• YOUR TASK: From the passage on planetary nebulae below, extract the portion that begins with "All planetary nebulae" and runs through "coloured planetary nebula.", copying it word for word.

• GIVEN TEXT:
The term "planetary nebula" is a misnomer because they are unrelated to planets. The term originates from the planet-like round shape of these nebulae observed by astronomers through early telescopes. The first usage may have occurred during the 1780s with the English astronomer William Herschel who described these nebulae as resembling planets; however, as early as January 1779, the French astronomer Antoine Darquier de Pellepoix described in his observations of the Ring Nebula, "very dim but perfectly outlined; it is as large as Jupiter and resembles a fading planet". Though the modern interpretation is different, the old term is still used.

All planetary nebulae form at the end of the life of a star of intermediate mass, about 1-8 solar masses. It is expected that the Sun will form a planetary nebula at the end of its life cycle. They are relatively short-lived phenomena, lasting perhaps a few tens of millennia, compared to considerably longer phases of stellar evolution. Once all of the red giant's atmosphere has been dissipated, energetic ultraviolet radiation from the exposed hot luminous core, called a planetary nebula nucleus (P.N.N.), ionizes the ejected material. Absorbed ultraviolet light then energizes the shell of nebulous gas around the central star, causing it to appear as a brightly coloured planetary nebula.

• Records from a data collection:

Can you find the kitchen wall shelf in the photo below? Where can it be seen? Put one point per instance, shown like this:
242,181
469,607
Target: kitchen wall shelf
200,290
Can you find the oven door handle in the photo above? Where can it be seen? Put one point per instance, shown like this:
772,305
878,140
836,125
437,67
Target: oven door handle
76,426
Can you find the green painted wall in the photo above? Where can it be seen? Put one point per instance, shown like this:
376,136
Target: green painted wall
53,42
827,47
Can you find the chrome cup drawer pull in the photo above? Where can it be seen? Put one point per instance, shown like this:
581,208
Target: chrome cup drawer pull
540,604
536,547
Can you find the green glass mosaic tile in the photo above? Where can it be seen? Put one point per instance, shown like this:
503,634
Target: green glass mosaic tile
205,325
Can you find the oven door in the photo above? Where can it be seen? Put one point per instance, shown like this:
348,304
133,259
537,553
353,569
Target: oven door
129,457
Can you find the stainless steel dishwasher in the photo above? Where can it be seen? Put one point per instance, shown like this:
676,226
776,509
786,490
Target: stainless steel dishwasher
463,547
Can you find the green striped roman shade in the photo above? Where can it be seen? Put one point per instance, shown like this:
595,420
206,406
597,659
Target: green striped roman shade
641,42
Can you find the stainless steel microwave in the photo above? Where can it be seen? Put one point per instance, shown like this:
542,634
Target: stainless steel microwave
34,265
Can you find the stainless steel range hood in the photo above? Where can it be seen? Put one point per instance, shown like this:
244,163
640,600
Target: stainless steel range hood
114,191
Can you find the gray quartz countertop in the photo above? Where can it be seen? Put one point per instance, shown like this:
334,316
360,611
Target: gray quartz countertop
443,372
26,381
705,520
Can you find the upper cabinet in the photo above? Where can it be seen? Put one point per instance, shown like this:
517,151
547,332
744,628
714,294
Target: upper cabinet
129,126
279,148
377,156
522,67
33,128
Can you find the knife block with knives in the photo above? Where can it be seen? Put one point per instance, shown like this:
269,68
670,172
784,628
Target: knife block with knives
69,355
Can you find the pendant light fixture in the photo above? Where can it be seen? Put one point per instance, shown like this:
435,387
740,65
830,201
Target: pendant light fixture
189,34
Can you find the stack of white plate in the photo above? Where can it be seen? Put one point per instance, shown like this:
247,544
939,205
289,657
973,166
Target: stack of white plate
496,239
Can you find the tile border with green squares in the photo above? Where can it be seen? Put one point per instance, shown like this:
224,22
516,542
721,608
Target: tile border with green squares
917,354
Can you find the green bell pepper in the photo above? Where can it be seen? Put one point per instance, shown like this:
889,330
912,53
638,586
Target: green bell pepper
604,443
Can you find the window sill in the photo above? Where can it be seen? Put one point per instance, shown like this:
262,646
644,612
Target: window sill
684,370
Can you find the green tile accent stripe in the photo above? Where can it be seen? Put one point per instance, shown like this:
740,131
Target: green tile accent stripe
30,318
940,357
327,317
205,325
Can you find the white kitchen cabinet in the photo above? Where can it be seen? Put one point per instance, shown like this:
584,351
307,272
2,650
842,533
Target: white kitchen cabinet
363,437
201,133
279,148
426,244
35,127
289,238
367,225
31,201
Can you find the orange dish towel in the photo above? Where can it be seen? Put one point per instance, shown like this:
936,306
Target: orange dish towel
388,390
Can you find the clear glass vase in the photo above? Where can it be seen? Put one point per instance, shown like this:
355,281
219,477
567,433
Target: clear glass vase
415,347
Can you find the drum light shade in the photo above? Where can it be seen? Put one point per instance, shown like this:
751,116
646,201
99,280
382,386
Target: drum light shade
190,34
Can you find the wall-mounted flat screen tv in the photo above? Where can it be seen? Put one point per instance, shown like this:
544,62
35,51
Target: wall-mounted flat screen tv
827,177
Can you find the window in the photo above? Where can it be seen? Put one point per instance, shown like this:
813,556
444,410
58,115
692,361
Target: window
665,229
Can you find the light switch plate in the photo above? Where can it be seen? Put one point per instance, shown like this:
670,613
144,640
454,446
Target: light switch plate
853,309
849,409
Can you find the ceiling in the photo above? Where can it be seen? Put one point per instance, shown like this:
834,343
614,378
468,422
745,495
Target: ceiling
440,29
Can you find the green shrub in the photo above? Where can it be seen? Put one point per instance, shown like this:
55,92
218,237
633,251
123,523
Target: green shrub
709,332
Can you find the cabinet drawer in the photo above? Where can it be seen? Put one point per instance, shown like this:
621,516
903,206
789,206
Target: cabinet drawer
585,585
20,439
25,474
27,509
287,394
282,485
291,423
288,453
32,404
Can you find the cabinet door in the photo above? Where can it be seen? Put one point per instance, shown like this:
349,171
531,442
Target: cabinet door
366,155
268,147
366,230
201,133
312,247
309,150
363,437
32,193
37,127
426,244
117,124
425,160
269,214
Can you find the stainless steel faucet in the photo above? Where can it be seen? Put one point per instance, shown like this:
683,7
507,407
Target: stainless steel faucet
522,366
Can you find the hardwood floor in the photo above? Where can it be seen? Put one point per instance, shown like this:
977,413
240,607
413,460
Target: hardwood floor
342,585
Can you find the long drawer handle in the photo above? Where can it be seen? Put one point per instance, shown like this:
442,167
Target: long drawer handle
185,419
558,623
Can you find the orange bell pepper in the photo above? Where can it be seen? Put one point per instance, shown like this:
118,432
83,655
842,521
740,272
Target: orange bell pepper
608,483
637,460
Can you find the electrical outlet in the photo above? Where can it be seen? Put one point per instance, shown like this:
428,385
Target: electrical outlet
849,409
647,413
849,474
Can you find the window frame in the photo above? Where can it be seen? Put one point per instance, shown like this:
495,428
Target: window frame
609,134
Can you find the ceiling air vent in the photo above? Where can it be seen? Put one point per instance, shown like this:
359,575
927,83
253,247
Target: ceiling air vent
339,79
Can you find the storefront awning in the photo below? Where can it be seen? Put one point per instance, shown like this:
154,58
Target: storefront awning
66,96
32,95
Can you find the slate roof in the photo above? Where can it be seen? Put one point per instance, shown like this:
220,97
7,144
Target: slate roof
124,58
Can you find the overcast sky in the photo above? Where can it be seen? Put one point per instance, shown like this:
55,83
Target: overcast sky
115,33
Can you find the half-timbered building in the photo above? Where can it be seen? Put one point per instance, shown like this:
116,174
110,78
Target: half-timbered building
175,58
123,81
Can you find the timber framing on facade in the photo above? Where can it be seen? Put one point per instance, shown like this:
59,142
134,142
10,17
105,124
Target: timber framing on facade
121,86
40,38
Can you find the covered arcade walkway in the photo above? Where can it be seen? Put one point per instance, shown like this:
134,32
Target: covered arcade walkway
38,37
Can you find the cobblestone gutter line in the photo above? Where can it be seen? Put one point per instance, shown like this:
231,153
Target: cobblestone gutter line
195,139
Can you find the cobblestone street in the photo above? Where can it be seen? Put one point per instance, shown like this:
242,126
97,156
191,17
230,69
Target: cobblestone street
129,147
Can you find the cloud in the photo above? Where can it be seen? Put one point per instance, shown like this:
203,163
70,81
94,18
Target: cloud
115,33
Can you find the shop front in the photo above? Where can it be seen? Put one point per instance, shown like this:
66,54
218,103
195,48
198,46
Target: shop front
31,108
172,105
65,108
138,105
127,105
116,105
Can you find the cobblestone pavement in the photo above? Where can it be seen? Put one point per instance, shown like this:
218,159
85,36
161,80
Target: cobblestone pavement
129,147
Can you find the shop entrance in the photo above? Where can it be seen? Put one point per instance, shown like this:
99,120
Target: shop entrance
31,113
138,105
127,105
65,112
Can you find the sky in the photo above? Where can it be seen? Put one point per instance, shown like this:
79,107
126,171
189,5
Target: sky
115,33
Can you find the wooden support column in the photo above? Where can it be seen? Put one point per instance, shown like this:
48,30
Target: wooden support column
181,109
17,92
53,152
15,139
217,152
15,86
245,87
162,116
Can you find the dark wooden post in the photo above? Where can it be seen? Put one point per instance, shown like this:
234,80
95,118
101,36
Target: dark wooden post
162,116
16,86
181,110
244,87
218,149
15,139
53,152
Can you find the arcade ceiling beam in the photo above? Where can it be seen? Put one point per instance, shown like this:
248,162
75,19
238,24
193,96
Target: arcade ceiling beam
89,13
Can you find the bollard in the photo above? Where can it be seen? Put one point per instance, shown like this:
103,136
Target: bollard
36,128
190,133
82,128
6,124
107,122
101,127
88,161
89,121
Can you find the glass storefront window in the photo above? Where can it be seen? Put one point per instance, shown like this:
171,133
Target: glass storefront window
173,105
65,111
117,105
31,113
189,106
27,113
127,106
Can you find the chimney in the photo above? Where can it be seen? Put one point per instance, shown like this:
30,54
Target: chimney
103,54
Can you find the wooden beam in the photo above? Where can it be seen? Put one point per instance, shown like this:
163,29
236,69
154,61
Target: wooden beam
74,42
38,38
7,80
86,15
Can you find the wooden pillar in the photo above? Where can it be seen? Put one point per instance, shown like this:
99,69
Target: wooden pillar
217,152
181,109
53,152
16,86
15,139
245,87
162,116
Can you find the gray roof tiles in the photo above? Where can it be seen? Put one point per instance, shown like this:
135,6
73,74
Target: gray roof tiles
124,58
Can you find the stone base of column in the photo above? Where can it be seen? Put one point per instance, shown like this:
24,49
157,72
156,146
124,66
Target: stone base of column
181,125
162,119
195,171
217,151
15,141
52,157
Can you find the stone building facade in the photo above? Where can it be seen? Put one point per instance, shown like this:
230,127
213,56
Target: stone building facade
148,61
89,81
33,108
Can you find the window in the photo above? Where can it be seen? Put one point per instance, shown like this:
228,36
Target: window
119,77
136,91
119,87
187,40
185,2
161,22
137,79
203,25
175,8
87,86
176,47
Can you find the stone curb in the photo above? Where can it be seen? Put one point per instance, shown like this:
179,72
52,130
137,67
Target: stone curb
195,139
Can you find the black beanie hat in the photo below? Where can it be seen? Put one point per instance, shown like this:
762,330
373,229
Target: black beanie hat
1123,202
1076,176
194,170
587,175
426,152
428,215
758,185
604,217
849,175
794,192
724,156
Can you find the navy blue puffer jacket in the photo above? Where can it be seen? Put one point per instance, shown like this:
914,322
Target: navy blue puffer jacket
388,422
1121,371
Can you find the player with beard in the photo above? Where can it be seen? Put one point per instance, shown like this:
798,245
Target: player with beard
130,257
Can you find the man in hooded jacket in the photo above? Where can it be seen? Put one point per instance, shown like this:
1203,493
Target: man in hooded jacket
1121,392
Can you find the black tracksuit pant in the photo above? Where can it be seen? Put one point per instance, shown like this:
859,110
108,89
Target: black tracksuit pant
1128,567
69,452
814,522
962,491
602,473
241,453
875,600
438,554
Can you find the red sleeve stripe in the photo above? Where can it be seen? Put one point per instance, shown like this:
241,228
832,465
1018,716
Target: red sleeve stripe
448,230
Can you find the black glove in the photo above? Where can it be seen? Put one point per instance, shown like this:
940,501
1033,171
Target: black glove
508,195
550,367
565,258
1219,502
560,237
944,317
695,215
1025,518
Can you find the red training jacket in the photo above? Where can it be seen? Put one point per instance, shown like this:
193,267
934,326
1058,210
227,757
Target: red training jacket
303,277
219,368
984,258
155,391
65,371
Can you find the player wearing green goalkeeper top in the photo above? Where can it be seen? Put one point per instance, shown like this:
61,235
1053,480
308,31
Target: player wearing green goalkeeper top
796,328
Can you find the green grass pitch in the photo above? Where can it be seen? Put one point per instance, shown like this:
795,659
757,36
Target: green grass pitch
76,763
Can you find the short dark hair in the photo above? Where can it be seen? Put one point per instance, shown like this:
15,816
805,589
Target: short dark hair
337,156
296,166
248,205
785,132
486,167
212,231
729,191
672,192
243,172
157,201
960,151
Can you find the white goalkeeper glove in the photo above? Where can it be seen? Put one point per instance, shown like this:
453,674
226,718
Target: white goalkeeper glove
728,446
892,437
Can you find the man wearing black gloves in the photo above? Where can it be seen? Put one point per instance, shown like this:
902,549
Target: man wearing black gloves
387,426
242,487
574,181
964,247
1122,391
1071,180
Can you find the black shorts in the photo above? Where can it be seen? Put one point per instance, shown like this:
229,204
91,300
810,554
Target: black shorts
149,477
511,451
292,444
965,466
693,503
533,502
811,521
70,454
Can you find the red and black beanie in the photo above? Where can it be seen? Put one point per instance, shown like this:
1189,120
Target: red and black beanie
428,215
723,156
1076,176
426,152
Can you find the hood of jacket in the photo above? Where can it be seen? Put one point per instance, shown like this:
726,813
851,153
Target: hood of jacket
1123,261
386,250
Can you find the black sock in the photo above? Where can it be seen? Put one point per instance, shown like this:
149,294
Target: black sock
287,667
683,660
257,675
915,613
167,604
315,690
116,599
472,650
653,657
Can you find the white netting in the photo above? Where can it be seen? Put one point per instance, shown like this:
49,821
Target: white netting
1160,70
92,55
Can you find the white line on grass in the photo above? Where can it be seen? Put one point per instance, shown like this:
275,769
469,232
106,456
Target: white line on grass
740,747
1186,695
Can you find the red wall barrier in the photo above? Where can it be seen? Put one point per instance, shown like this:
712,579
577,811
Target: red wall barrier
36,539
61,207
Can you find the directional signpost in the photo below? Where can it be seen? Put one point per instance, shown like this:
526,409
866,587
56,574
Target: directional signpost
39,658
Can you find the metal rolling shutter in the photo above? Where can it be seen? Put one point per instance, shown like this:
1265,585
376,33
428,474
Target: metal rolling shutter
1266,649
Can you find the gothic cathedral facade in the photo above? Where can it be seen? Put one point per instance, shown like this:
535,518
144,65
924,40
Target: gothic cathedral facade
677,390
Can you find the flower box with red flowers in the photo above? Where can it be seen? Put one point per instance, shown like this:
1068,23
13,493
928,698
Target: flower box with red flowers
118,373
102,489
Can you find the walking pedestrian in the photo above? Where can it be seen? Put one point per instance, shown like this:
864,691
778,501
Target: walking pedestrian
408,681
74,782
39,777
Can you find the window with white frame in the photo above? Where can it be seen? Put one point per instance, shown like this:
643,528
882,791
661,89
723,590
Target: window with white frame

• WRITTEN REPLY:
All planetary nebulae form at the end of the life of a star of intermediate mass, about 1-8 solar masses. It is expected that the Sun will form a planetary nebula at the end of its life cycle. They are relatively short-lived phenomena, lasting perhaps a few tens of millennia, compared to considerably longer phases of stellar evolution. Once all of the red giant's atmosphere has been dissipated, energetic ultraviolet radiation from the exposed hot luminous core, called a planetary nebula nucleus (P.N.N.), ionizes the ejected material. Absorbed ultraviolet light then energizes the shell of nebulous gas around the central star, causing it to appear as a brightly coloured planetary nebula.